### Problem to solve
Set down exactly the lines below, starting at the one that contains "hair in this photo." and ending at the one that contains "cabbage leaf in this photo.", with both of those lines included and nothing else.

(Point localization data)
####################

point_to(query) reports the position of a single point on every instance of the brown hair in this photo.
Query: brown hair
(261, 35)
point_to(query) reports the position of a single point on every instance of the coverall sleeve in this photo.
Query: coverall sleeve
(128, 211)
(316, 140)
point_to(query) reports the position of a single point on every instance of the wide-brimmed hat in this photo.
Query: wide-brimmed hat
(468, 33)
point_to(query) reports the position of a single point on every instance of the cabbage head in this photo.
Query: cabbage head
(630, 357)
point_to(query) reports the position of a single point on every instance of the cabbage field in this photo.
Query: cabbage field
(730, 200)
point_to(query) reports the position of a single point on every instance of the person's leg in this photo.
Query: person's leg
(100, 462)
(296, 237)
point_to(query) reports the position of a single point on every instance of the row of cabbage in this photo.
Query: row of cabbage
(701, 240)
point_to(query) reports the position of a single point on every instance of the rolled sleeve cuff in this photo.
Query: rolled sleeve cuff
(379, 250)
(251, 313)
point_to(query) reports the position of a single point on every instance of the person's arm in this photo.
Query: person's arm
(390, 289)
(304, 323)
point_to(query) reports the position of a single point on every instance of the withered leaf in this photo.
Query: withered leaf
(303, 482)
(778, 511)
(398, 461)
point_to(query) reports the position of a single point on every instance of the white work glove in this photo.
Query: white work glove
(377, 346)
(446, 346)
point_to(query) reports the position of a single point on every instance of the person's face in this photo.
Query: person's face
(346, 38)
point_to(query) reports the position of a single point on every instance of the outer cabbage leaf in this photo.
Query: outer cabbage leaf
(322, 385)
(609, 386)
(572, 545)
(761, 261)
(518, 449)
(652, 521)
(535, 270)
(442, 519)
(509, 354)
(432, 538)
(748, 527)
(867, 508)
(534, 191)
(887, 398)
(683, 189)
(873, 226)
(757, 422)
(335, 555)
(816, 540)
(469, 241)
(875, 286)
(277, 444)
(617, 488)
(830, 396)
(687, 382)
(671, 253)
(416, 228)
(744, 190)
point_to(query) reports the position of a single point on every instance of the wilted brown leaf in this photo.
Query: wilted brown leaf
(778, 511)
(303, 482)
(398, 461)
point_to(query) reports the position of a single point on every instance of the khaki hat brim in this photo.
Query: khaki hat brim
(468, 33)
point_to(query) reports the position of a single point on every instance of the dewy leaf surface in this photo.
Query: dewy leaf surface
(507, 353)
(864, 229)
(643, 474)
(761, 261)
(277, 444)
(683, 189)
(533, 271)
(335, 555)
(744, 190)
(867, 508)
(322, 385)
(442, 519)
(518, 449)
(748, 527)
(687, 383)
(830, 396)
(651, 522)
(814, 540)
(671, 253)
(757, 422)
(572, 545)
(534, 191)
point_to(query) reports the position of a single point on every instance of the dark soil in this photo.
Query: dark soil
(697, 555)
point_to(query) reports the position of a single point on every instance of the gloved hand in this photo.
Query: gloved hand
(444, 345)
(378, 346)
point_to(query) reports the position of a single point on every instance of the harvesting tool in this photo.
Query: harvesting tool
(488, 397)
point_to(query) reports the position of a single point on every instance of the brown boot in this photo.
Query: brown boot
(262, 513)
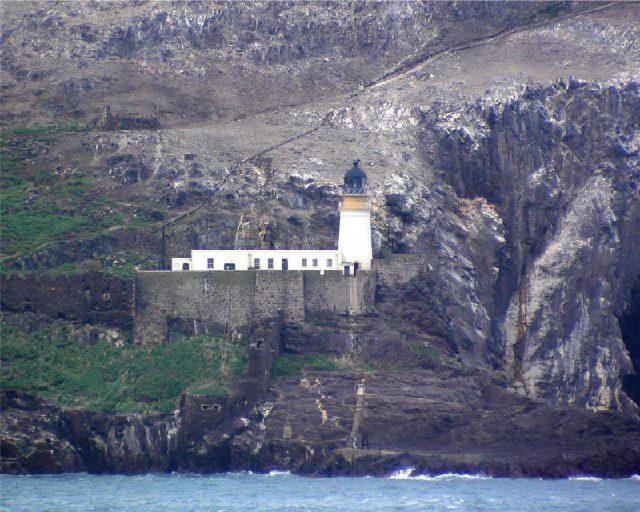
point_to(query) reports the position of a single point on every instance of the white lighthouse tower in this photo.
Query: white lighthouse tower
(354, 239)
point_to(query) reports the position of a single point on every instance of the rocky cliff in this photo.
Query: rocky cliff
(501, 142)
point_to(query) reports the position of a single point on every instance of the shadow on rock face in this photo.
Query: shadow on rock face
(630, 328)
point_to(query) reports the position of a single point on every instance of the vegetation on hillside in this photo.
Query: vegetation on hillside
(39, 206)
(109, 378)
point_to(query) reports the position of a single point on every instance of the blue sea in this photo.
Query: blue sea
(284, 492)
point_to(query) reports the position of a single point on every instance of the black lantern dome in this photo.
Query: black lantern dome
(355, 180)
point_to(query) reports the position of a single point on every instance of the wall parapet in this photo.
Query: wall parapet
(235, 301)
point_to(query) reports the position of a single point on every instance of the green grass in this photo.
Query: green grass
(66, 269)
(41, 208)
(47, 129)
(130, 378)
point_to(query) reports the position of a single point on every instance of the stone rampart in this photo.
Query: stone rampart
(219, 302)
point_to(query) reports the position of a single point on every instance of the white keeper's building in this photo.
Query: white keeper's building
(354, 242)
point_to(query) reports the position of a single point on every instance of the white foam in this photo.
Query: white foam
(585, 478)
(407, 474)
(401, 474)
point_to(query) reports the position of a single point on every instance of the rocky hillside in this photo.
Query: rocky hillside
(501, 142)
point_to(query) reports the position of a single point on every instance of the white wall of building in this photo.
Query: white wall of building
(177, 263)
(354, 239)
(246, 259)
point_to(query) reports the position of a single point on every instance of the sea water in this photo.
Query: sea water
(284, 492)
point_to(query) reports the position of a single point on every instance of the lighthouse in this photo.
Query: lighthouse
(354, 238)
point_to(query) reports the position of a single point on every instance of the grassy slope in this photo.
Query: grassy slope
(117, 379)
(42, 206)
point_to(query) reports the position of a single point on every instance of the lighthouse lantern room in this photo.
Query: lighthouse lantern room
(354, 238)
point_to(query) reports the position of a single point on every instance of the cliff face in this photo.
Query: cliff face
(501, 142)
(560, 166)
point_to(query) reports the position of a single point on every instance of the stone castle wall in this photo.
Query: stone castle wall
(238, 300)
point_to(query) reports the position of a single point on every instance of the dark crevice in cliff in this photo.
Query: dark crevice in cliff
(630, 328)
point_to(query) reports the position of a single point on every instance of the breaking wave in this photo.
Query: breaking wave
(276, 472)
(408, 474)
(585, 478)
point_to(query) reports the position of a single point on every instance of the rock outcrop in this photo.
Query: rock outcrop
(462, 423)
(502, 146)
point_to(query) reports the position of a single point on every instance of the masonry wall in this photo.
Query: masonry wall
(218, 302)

####################

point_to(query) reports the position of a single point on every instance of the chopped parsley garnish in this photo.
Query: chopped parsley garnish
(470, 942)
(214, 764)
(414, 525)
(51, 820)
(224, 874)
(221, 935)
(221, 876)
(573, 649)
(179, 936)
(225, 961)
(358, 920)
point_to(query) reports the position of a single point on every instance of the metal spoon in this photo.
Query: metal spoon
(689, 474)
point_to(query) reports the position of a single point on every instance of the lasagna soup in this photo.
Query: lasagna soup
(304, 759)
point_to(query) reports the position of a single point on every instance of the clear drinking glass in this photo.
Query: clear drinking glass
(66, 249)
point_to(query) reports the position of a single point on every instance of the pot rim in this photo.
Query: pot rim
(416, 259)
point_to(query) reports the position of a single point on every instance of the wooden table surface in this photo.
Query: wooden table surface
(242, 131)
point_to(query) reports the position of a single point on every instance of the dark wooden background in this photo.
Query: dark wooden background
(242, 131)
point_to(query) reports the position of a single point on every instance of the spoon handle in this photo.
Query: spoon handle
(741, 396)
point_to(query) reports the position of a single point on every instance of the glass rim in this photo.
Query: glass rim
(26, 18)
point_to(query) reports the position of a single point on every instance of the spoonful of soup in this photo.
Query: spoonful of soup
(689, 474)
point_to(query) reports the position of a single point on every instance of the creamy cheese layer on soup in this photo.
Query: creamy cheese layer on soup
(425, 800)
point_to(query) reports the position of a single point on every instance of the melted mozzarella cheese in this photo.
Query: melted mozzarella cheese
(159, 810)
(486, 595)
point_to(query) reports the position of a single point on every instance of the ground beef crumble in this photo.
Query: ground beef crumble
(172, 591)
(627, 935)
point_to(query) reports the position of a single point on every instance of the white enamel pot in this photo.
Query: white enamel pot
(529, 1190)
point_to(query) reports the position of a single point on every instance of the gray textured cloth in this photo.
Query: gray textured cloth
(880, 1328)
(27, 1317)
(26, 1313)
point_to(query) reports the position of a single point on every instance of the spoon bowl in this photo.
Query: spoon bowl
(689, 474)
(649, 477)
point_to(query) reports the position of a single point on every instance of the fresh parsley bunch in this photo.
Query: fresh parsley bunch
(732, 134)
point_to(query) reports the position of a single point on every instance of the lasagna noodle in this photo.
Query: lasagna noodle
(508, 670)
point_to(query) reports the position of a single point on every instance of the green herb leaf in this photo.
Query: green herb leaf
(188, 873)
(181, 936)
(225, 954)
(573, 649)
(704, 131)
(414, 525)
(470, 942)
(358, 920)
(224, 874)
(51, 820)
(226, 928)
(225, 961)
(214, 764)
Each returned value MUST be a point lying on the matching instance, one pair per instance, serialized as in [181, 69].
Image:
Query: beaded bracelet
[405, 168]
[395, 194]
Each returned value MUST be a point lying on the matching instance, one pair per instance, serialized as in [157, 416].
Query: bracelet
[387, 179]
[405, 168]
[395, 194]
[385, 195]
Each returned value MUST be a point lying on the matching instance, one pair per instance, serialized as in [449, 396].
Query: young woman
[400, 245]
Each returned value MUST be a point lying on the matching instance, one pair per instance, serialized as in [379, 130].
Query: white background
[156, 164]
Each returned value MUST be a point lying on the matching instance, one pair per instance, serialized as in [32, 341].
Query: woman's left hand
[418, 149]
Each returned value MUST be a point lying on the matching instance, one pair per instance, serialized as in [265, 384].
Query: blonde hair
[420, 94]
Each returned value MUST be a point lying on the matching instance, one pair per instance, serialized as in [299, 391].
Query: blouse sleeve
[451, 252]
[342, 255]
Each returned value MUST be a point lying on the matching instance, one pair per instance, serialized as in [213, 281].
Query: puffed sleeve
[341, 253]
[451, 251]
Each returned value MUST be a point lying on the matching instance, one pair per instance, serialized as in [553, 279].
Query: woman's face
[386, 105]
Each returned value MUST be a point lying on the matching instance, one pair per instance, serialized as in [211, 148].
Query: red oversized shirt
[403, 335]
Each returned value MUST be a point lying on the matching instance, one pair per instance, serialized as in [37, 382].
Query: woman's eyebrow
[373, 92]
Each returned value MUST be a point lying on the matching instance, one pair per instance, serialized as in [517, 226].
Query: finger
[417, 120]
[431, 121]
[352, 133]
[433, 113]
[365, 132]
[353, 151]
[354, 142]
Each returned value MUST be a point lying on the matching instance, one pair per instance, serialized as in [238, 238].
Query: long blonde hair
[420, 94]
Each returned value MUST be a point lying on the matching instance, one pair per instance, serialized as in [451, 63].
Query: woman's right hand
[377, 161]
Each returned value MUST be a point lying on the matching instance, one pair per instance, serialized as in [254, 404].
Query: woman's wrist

####################

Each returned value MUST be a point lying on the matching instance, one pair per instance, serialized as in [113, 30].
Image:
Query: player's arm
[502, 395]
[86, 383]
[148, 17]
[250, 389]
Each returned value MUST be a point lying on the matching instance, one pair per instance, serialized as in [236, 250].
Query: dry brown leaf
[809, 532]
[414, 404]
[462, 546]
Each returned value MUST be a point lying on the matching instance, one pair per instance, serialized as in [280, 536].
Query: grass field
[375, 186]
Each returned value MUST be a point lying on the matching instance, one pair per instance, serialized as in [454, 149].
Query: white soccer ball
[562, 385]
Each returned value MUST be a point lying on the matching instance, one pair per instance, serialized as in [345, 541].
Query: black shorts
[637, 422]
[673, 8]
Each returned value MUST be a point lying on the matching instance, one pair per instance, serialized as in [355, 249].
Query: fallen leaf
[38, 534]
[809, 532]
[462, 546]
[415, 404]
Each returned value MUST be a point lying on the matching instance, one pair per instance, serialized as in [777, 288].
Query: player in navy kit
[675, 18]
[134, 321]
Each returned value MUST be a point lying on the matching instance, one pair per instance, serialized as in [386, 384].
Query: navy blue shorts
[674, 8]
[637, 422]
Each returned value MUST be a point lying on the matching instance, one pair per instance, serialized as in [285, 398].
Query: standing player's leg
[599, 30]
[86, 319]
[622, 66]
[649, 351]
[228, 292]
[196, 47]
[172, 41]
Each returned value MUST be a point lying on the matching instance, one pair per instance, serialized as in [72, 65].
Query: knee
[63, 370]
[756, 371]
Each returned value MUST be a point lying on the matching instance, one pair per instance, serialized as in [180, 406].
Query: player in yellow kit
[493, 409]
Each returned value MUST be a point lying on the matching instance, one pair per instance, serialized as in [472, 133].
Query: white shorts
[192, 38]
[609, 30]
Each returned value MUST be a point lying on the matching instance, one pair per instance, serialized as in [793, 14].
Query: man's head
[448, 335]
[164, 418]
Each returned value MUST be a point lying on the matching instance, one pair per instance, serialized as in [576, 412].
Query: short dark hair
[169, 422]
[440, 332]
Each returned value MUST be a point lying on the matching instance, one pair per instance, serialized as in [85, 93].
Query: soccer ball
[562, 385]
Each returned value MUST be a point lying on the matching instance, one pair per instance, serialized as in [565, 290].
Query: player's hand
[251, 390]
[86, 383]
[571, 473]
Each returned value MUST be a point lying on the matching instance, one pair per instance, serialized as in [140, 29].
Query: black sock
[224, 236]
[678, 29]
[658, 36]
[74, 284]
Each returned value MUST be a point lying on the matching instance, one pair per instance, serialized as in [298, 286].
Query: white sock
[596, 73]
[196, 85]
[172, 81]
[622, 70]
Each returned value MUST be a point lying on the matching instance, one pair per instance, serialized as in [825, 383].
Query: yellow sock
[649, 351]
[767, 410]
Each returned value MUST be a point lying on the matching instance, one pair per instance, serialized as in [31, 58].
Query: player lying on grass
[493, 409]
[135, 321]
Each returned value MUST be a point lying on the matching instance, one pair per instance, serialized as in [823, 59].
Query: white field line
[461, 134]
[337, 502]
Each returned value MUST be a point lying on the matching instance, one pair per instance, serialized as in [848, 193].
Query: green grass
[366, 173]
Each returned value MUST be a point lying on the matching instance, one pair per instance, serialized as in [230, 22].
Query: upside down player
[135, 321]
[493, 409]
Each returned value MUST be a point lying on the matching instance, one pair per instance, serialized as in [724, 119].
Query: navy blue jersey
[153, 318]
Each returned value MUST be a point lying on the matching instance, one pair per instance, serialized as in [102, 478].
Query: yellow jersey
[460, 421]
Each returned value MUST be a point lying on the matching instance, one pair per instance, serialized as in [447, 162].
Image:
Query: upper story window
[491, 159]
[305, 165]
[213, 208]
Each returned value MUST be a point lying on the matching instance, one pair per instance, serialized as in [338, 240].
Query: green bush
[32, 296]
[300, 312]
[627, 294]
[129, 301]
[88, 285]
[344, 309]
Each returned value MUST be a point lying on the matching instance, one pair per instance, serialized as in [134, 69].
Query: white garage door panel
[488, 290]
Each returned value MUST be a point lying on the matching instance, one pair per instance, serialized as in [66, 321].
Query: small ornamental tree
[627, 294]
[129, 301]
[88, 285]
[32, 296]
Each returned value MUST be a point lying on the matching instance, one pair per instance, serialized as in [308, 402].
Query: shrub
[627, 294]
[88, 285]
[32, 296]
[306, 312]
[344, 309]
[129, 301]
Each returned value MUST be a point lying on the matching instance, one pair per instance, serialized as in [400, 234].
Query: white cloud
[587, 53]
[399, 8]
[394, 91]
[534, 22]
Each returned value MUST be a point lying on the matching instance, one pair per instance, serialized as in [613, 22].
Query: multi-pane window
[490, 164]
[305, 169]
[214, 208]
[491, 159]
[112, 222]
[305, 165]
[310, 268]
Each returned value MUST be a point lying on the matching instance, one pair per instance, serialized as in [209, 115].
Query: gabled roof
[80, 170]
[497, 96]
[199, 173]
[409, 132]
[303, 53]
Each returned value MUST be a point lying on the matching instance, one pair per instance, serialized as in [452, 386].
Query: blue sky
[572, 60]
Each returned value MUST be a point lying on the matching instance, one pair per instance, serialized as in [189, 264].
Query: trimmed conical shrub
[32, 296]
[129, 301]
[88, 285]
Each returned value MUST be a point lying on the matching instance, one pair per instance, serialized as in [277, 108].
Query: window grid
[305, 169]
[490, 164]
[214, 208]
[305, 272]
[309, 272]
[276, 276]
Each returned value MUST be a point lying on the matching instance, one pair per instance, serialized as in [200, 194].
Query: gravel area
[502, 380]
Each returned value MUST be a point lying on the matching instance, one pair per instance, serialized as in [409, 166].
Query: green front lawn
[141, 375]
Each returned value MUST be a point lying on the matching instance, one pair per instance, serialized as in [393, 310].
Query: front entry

####################

### Answer to the problem
point_to(query) reports the position of a single point on every instance of the brown hair in this photo.
Query: brown hair
(261, 35)
point_to(query) reports the position of a single point on every instance of the coverall sleeve in this photo.
Query: coverall sleeve
(128, 211)
(316, 140)
point_to(query) reports the position of a single point on every instance of the wide-brimmed hat in this photo.
Query: wide-brimmed hat
(468, 33)
point_to(query) reports the position of a single point on every instance of the cabbage head in this photo.
Query: cabbage head
(630, 357)
point_to(query) reports the position of a single point on every instance of the cabbage field in this photo.
Query: cabbage field
(730, 200)
point_to(query) reports the position of a single point on every instance of the person's leg in this photo.
Query: person's leg
(100, 462)
(296, 237)
point_to(query) reports the position of a single point on every instance of the row of cabbage in this photo.
Query: row of cabbage
(701, 240)
point_to(query) reports the position of a single point on every instance of the rolled sleeve cuff in this photo.
Query: rolled sleeve cuff
(379, 250)
(251, 313)
point_to(query) reports the position of a single point on every instance of the person's arm in this photo.
Query: person's arm
(390, 289)
(304, 323)
point_to(query) reports the position of a single point on every instance of the withered leaf in this photo.
Query: withered leaf
(303, 482)
(778, 511)
(398, 461)
point_to(query) reports the position of a single point on every instance of the white work glove in this photo.
Query: white work glove
(377, 346)
(446, 346)
point_to(query) reports the position of a single point on every instance of the person's face in this photo.
Query: person's face
(346, 38)
point_to(query) reports the position of a single point on every instance of the outer cabbage leaf in this photo.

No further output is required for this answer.